Copy each line of the data below word for word, without altering anything.

— begin —

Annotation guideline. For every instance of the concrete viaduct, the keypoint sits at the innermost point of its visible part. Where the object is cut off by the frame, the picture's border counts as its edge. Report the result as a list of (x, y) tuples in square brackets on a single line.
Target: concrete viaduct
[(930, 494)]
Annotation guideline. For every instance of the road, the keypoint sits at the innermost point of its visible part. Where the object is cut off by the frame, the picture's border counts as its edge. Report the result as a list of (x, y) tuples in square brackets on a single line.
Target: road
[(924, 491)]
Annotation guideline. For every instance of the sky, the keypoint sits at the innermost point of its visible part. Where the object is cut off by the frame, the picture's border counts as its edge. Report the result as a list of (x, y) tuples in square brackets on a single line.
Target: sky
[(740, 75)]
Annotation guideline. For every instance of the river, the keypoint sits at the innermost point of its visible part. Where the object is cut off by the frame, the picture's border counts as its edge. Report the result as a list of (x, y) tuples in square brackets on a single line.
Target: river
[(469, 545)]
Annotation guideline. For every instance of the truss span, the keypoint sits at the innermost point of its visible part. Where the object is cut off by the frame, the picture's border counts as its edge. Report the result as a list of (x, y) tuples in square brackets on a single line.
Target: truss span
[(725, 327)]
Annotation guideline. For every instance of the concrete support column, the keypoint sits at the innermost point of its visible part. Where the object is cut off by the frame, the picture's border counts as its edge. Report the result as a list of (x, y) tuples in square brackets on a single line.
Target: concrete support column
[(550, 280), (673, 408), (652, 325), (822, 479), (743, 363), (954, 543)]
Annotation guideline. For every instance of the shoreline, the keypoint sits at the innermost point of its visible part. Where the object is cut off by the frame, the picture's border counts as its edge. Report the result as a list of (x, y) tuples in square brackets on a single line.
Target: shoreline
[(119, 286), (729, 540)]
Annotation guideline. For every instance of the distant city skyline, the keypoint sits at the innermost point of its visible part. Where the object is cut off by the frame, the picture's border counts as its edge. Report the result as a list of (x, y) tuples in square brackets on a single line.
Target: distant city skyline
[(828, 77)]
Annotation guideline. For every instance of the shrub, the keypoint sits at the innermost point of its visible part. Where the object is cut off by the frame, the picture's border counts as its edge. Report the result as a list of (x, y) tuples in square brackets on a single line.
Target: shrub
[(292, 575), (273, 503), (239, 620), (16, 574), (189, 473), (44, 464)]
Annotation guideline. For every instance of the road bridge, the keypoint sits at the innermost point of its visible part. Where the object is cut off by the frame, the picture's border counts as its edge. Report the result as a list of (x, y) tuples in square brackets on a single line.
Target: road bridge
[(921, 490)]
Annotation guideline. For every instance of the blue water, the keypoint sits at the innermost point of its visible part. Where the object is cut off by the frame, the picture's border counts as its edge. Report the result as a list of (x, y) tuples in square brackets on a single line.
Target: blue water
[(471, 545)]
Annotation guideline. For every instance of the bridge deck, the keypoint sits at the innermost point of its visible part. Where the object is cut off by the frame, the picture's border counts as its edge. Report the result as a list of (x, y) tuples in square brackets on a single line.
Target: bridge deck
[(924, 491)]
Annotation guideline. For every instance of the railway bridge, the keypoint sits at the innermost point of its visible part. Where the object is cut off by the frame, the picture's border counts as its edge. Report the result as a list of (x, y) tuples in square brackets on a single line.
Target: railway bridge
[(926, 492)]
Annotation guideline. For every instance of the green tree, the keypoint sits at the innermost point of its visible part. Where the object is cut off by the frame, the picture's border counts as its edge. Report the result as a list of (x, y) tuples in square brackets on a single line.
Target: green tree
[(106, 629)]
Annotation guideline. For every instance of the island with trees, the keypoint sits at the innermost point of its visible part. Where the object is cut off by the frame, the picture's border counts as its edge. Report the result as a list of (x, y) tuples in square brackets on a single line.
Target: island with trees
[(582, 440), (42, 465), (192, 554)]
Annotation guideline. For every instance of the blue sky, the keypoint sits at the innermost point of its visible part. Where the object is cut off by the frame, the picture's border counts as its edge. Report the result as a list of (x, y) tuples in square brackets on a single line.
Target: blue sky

— end —

• Correct response:
Annotation guideline. For every instance of the concrete viaduct, the keypoint sits at the innermost point of its visible part. Where the object is cut off by the frame, the picture's border counts as its edge. Report the result as a list of (x, y) tuples in square brackets on a single line.
Target: concrete viaduct
[(930, 494)]
Annotation guideline. For every instance of the road, the keypoint sits at the innermost point of its visible part. Where the object is cut off by the frame, the picture's border counts as its edge. Report the result as a list of (x, y) tuples in square brackets on a single line.
Target: road
[(924, 491)]
Annotation guideline. For every instance of the sky, the keypoint sits at the innermost point of its visible part. Where the object is cut off by the frame, the picture's border counts as its edge. Report the result as a list of (x, y) tuples in square brackets on a single line.
Target: sky
[(740, 75)]
Annotation guideline. For every instance of the river, the keypoint sits at the innermost point of its visible part. Where the object is cut off by the frame, the picture's border counts as its edge. Report the result as a list of (x, y) tuples in square brackets on a single line.
Target: river
[(469, 545)]
Annotation guideline. For every instance of the truss span, the keypoint sits at the innermost point of its visible part. Where the object is cut off by the frame, the picture's border counts as its edge. Report the result as a list of (x, y) tuples in square brackets on a single line.
Target: truss span
[(725, 327)]
Annotation guideline. For every instance of the concrete support column, the keypoint sits at the innermost point of its visible part. Where the object is cut off by the frame, the picture's border counts as its edge. Report the result as a list of (x, y) tuples in square brackets on a single line.
Target: concrete support column
[(550, 280), (673, 408), (652, 325), (822, 479), (743, 363), (954, 543)]
Annotation guideline. For every instance of the shoreline, the keypoint sits at the innermost point of its visible part. Where the object is cut off by the frame, the picture's border counts as its edge. Report the result as a list of (x, y) tuples in square brackets on a single line.
Target: shoreline
[(119, 286), (729, 540)]
Annotation guideline. For every instance of the distant city skyline, the keypoint sits at the innermost point of its visible part. Where the object is cut off by the frame, the picture's border counts as its edge. Report the result as a list of (x, y) tuples in square brackets on a single line.
Target: distant city skyline
[(828, 77)]
Annotation guideline. For every instance of the shrub, the keypoint sits at the innermost point of its visible part. Where the object is cut off by the frame, the picture's border counts as its edge. Report the result as a list of (x, y) tuples in square brackets on a single line.
Target: shrub
[(292, 575), (273, 503), (239, 620), (16, 574), (189, 473), (44, 464)]
Annotation guideline. For every instance of the road bridge, the keypoint sits at the innermost point of its visible part. Where the object is cut off by the frame, the picture's border counts as its edge. Report the result as a list of (x, y) tuples in square brackets on a single line.
Target: road bridge
[(921, 490)]
Annotation guideline. For every instance of the blue water, the keypoint sits at the innermost point of its visible part. Where the object is cut off by the frame, the picture's border counts as its edge. Report the result as a list of (x, y) tuples in square brackets on a single line.
Target: blue water
[(471, 545)]
Annotation guideline. For every instance of the bridge deck, the keypoint sits at the innermost point of its visible part. Where the object is cut off by the frame, the picture's border counts as its edge. Report the result as a list of (x, y) tuples in square brackets on a single line.
Target: bridge deck
[(924, 491)]
Annotation guideline. For every instance of the railway bridge, the keypoint sits at the innermost point of its visible part. Where the object is cut off by the frame, the picture's border counts as its edge. Report the result as a list of (x, y) tuples in square brackets on a single line.
Target: railway bridge
[(926, 492)]
Annotation guideline. For every instance of the green tree, the keypoint sits at the innermost point of its visible part. Where the object is cut off by the frame, the picture's border counts as its edge. Report the result as a list of (x, y) tuples in square brackets on a single line.
Target: green tree
[(106, 629)]
Annotation guideline. For every instance of the island with trees, the keypoint sits at the innermost point of its visible part. Where the object is cut off by the frame, the picture's border counts as its edge. Report the result as a list of (x, y) tuples in square brackets on a single line.
Target: island with trees
[(582, 440), (42, 465), (192, 554)]
Annotation guideline. For every instance of the blue sky, the keypoint sits at the innermost point of its visible part. Where the object is cut off by the frame, the picture's border counts as its edge. Report the result as a list of (x, y) tuples in square brackets on a single line.
Target: blue sky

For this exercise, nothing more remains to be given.